■ Goal ■
Please reproduce every one of the entries below line for line, changing nothing.

■ Extracted data entries ■
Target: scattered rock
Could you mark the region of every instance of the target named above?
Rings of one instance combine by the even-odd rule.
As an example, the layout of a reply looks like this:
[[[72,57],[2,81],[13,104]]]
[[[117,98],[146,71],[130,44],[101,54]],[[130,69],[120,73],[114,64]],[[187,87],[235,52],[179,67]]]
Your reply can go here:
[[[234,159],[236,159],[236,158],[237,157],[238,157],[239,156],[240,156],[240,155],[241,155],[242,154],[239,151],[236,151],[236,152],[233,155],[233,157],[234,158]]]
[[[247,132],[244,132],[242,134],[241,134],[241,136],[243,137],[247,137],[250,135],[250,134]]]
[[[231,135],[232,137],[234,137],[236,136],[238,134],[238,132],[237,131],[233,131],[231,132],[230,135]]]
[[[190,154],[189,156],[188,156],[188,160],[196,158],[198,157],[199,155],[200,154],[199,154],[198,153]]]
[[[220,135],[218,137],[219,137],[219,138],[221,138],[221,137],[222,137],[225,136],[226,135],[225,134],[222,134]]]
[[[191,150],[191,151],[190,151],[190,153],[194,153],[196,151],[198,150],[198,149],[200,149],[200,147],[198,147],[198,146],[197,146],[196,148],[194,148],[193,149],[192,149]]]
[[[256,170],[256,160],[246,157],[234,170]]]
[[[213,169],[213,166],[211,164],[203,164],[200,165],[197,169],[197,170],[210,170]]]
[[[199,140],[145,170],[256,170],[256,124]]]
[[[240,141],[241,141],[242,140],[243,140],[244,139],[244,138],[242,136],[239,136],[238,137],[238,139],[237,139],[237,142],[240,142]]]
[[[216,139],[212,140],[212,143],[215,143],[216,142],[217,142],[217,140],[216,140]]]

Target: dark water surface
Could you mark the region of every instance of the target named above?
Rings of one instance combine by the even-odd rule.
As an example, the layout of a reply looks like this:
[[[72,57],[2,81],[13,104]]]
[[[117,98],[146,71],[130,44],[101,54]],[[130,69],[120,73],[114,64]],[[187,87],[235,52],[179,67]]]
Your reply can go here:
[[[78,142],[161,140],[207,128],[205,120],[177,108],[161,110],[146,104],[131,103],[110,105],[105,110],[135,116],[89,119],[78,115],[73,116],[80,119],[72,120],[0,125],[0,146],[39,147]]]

■ Task result ■
Target: scattered rock
Could you mark the region of every instance of the target named above?
Rings of one instance combine by the even-odd rule.
As an example, the layout of a reply looks like this:
[[[72,57],[2,81],[13,104]]]
[[[117,98],[146,71],[130,44],[101,54]],[[130,69],[120,73],[114,64]],[[187,87],[235,52],[179,67]]]
Your reply can go here:
[[[234,159],[236,159],[236,158],[237,157],[238,157],[239,156],[240,156],[240,155],[241,155],[242,154],[239,151],[236,151],[236,152],[233,155],[233,157],[234,158]]]
[[[247,132],[244,132],[242,134],[241,134],[241,136],[243,137],[247,137],[250,135],[250,134]]]
[[[231,135],[232,137],[234,137],[236,136],[238,134],[238,132],[237,131],[233,131],[231,132],[230,135]]]
[[[190,154],[189,156],[188,156],[188,160],[196,158],[198,157],[199,155],[200,154],[199,154],[198,153]]]
[[[220,135],[218,137],[219,137],[219,138],[221,138],[221,137],[222,137],[225,136],[226,135],[225,134],[222,134]]]
[[[191,150],[191,151],[190,151],[190,153],[194,153],[196,151],[198,150],[198,149],[200,149],[200,147],[198,147],[198,146],[197,146],[196,148],[194,148],[193,149],[192,149]]]
[[[256,170],[256,160],[246,157],[234,170]]]
[[[213,169],[213,166],[211,164],[203,164],[200,165],[197,169],[197,170],[210,170]]]
[[[199,140],[145,170],[256,170],[256,124]]]
[[[240,141],[241,141],[242,140],[243,140],[244,139],[244,138],[242,136],[239,136],[238,137],[238,139],[237,139],[237,142],[240,142]]]
[[[216,139],[212,140],[212,143],[215,143],[216,142],[217,142],[217,140],[216,140]]]

Target: dark water surface
Could you mark the region of every instance of the target named above?
Rings of one instance combine by the even-odd rule.
As an example, the layout of a reply looks like this:
[[[72,57],[2,81],[13,104]]]
[[[117,98],[146,71],[130,44],[101,54]],[[130,69],[120,73],[114,64]],[[187,87],[235,52],[179,67]]]
Your reply can go here:
[[[78,142],[161,140],[207,128],[205,120],[177,108],[161,110],[146,104],[131,103],[110,105],[105,110],[135,116],[89,119],[78,115],[73,116],[80,119],[72,120],[0,125],[0,146],[39,147]]]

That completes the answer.